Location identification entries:
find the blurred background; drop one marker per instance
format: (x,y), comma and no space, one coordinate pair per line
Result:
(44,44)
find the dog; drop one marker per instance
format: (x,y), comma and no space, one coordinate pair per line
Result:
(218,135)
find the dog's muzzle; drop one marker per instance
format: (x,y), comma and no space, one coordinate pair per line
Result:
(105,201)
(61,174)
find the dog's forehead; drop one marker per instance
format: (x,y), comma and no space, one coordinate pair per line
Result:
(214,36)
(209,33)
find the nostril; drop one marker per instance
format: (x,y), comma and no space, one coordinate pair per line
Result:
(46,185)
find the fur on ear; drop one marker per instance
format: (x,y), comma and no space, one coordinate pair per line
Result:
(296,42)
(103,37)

Written task: Please reproduce every line of the listing above, character for character.

The completed task:
find the blurred background; drop one marker per instance
format: (x,y), comma and no space, one coordinate pair per line
Result:
(44,44)
find the dog; drop one marker per instance
format: (x,y), comma and no space, one coordinate pair per line
Result:
(218,135)
find the dog's muzzle; drop one marker per instance
format: (x,y), comma and no space, one coordinate pair per line
Result:
(105,201)
(61,174)
find the dog's forehead; drop one marker per instance
format: (x,y), comma and no space, one coordinate pair per line
Result:
(214,36)
(209,33)
find the nostril; drop one marker per instance
format: (x,y), comma and no space, one coordinate pair per line
Result:
(46,185)
find the fur on ear; drop one marker per instance
format: (x,y), comma and no space, one coordinate pair per line
Result:
(296,42)
(103,37)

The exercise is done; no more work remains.